◆ **Written instruction**
Copy the items below, starting at the line that contains "Practice step: put one dot on the bolt-action" and ending after the final line, keeping every line, including those without answers. Multiply each coordinate in the answers by 0.75 and round to the nearest whole number, rounding halves up.

◆ **Raw data**

_____

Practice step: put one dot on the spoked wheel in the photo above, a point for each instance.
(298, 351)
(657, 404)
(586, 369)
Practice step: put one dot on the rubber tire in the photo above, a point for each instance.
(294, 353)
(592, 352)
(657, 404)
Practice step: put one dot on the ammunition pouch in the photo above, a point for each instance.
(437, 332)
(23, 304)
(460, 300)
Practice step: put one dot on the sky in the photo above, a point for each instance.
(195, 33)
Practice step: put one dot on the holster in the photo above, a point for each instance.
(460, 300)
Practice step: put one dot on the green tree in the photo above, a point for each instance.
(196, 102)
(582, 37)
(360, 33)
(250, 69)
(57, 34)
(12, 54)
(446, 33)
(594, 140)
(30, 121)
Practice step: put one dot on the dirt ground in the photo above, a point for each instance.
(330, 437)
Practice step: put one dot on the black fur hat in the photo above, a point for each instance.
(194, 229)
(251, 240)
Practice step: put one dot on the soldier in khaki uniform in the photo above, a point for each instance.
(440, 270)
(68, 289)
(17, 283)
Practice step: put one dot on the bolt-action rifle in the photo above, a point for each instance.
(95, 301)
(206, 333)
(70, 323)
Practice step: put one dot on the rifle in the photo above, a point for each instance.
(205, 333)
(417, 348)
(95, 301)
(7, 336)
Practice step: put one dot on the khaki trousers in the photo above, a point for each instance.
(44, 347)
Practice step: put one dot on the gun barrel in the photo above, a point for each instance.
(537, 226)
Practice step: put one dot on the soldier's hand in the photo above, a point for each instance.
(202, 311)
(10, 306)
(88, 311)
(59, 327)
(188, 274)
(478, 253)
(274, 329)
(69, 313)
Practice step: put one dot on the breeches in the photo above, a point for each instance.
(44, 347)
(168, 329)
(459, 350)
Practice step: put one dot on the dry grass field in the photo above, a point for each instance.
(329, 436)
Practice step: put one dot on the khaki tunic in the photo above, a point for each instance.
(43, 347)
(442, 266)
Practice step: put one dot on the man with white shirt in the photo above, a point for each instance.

_____

◆ **Exercise result**
Practice step: put one dot on the bolt-action rifle in the photo above, a point for each instance.
(71, 226)
(155, 250)
(53, 242)
Practice step: put one dot on the rifle in the photo above, a point for each instance.
(154, 250)
(313, 261)
(71, 226)
(5, 252)
Practice step: put one dot on the khaki trousers in the photo above, a point for each instance.
(33, 260)
Practice step: put one dot on the gun barrel in the photo above, a point for each instance.
(403, 170)
Practice step: put one dot on the soldier's hand in the photo above, a point for each instance.
(152, 233)
(8, 230)
(66, 233)
(44, 245)
(141, 206)
(359, 190)
(206, 247)
(52, 235)
Practice step: put one dot on the breeches in the photo above, a point for each instance.
(33, 260)
(126, 247)
(344, 263)
Practice step: put one dot on the dry grass field in the photo above, a point for each instance.
(247, 327)
Practice step: put one dot on the khaki tunic in the photo above, a point for each instance.
(32, 260)
(332, 200)
Practice step: put one dot on the man with white shirt in the photo above, a point for each instance.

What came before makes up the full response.